I just had a quick follow-up on the continuous pumping. Just wondering how many fleets it's deployed on today? And I think you're running five if memory serves and sort of how many will be rolled out in the next couple of quarters as you get to full deployment?

KH
Kaes Van't HofCEO

Geoff, yes, we're running two today and planning on converting the additional fleets as soon as possible, as soon as we can get all the equipment lined out. So hopefully, in the next quarter. And anticipate that we'll probably kind of run four full-time fleets with the fifth fleet bouncing in and out as needed in a maintenance type scenario.

GJ
Geoff JayAnalyst

Excellent. Could you provide an update on the base production work you discussed last quarter? Have there been any changes or improvements in what you're observing?

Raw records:
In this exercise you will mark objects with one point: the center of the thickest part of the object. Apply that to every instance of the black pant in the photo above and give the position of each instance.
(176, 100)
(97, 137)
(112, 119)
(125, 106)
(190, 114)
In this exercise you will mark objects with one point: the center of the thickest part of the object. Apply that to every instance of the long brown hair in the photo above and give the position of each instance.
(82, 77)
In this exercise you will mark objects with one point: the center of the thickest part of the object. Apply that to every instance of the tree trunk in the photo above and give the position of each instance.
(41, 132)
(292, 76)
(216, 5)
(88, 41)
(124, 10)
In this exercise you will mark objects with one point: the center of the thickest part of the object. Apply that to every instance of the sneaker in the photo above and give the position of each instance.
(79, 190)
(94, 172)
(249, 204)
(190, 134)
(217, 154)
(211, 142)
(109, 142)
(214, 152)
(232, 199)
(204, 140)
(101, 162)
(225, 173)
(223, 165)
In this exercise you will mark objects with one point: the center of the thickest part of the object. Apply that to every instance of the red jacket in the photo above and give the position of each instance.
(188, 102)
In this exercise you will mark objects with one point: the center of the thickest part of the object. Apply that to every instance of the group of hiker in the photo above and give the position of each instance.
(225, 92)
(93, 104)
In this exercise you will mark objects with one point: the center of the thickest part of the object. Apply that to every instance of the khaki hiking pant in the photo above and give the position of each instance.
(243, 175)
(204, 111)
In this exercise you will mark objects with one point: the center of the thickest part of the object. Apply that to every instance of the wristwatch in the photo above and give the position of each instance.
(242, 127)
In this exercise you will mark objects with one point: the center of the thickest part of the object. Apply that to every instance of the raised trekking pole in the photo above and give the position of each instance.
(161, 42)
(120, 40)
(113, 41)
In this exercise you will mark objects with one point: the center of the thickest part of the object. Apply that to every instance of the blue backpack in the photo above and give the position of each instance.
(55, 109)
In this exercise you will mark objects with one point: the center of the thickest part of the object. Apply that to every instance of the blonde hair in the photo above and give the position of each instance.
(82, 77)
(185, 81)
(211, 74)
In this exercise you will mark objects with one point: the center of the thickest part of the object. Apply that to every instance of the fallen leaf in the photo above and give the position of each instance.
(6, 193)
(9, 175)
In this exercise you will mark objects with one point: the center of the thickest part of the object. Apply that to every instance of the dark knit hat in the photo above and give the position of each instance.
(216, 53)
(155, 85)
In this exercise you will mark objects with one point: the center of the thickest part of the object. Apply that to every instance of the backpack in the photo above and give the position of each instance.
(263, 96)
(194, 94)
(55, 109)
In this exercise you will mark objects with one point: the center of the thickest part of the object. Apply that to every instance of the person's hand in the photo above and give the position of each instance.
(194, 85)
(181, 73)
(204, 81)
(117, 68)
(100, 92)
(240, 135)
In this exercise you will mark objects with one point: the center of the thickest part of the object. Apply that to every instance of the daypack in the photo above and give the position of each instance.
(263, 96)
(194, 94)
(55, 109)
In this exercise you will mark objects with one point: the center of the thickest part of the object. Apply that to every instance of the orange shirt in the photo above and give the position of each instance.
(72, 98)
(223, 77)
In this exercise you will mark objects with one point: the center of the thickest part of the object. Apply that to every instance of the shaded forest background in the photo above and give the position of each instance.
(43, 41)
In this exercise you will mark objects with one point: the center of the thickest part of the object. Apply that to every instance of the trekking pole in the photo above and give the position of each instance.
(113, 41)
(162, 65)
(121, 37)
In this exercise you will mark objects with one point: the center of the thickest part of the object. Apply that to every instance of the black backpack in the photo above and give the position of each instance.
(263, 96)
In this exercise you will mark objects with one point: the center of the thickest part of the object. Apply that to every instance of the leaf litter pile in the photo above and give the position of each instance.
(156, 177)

Short task 1: According to the earnings call excerpt, how many fleets is continuous pumping running on today?
Short task 2: State the number of lines in the records that contain the string "trekking". Give only the number.
The records bear no relation to the earnings call excerpt.

Task solution 1: Two fleets.

Task solution 2: 2